Exercise A: List every username that appears as a signature at the end of a comment in the discussion on Wiktionary inclusion criteria, giving each name once.
Exercise B: Extend the discussion on Wiktionary inclusion criteria with a further comment that follows its final paragraph.

Text excerpt:

■ ■ ■ ■

But I would like to see the simple "Does it Add Value" Criteria being applied to the simple addition of a word to a Wikisaurus page. Does it add to the sum of knowledge? I will never understand the urge some people feel to delete, to remove, to censor.
You may not klnow my history. I come and go every few months, try to add value and do some tidying up. But usually quit in dusgust after the exclusionists win again.--Richardb 06:22, 15 November 2009 (UTC)
Yes the CFI isn't completely inclusionist. It is, however, the community consensus. You haven't said why Wikisaurus should be bound to a different CFI than the main namespace. And yes, by making edits contrary to community consensus it is inevitable that you will get disgusted. --Bequw¢τ 16:14, 15 November 2009 (UTC)
Richard, I oppose your proposal. I have started a thread in Beer Parlour on the subject of "Wikisaurus - inclusion criteria". --Dan Polansky 16:58, 15 November 2009 (UTC)

I agree that there is no reason to adopt different criteria for Wikisaurus. But the text of CFI should be changed to clearly allow all words. No, there is no community consensus on the current CFI text, and Richard's reaction illustrates this absence of consensus. Lmaltier 17:15, 15 November 2009 (UTC)

Consensus as understood in discussions about wiki governance is not the same as unanimity, meaning that every single editor agrees. So Richard's reaction does not show the absence of consensus; it only shows at least one person disagrees: the consensus is not unanimous. --Dan Polansky 20:46, 15 November 2009 (UTC)

Purpose[edit]

This is an Editable CFI to promote discussion on what CFI could or should be. It is therefore inappropriate to control what is entered into the page on the grounds of what CFI currently is. —This unsigned comment was added by Richardb (talkcontribs).

I believe the other editors reverted your edits because of how they thought the CFI should be. As several other editors (including myself) disagreed with your edits, it would be best to discuss this controversial opinion here on the talk page. --Bequw¢τ 16:24, 14 November 2009 (UTC)
And for the same reason, I just reverted your edits. Once you know a certain change is controversial, find consensus on the talk page before making unilateral changes. --Bequw¢τ 16:01, 15 November 2009 (UTC)

Language-specific content[edit]

I think the CFI should be a little less English-centric in regards to sections such as Wiktionary:Editable CFI#Modern English possessives. One way to do this would be to have standard sections on language About pages dealing with language-specific inclusion criteria. The aforementioned section could then be moved to WT:AEN, and the CFI could be updated to link to the appropriate sections in the language About pages. --Bequw¢τ 17:01, 14 November 2009 (UTC)

■ ■ ■ ■

Given data:
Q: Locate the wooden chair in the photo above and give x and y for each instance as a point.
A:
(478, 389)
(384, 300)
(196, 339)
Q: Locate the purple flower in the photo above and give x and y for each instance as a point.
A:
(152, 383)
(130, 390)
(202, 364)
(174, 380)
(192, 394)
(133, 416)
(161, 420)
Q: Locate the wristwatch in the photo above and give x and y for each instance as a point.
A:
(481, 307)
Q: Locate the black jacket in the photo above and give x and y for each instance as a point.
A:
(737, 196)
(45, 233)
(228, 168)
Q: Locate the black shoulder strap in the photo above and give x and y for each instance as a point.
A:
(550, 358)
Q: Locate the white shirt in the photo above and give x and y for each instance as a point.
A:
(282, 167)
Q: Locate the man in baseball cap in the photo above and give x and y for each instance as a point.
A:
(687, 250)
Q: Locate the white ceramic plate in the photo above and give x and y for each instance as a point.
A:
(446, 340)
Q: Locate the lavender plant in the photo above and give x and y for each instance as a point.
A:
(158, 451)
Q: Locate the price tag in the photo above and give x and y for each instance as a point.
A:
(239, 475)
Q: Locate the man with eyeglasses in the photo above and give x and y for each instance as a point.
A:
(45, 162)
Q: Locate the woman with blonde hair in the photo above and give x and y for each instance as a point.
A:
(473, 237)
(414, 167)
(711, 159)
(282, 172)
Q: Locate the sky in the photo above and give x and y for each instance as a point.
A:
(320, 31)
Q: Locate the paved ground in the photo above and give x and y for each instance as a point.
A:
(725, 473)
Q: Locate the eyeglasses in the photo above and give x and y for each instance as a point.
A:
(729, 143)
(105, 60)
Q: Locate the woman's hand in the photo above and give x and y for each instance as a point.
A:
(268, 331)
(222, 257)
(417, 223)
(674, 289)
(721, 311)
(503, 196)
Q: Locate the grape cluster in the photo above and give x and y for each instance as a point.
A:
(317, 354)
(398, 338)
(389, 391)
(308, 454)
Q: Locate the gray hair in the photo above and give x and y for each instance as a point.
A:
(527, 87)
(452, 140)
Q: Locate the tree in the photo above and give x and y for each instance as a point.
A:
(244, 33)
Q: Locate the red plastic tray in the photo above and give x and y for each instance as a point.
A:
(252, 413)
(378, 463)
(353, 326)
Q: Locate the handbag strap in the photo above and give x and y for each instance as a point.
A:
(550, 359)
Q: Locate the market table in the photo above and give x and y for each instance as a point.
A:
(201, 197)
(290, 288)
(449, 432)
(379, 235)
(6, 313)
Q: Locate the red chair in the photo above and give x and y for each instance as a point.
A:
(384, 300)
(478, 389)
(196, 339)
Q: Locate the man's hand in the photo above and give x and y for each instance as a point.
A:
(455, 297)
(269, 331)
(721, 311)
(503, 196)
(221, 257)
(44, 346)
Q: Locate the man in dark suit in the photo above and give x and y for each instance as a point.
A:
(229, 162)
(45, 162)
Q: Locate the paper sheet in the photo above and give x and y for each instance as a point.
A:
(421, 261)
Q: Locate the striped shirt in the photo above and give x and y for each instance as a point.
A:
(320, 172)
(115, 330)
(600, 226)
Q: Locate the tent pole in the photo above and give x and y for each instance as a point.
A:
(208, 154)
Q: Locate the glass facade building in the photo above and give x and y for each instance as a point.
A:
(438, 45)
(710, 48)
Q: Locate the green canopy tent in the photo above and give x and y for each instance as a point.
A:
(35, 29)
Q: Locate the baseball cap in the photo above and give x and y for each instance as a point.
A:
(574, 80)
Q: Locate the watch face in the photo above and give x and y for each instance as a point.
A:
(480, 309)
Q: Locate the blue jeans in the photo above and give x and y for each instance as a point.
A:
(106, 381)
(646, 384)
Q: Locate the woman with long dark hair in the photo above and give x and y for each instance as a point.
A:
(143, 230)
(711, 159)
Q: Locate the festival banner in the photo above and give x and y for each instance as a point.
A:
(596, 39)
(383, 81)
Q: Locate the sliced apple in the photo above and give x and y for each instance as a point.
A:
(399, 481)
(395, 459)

■ ■ ■ ■

Task response A: Richardb, Bequw, Dan Polansky, Lmaltier

Task response B:
Word criterion[edit]

About the question above (So would all "lexical words" (letters between white-space) be included?), the answer has to depend on the language. In German, these "lexical words", even very long ones, are considered as words, and should be included. For languages without whitespace boundaries, the criterion should be based on what is considered as a word in the language. Lmaltier 16:30, 15 November 2009 (UTC)

Contradiction in CFI[edit]

The first sentence is As an international dictionary, Wiktionary is intended to include all words in all languages.. The second sentence contradicts the first one by restricting it: A term should be included if it's likely that someone would run across it and want to know what it means.. This is a serious issue. The logical second sentence should be: A term should be included if it's a word used in the language (attested in the language), or a term used in the language like a word (i.e. an elementary brick of the language, such as a set phrase or a proverb). A dictionary is used not only when reading a text, but also when writing texts, this is what the current second sentence forgets. Lmaltier 16:39, 15 November 2009 (UTC)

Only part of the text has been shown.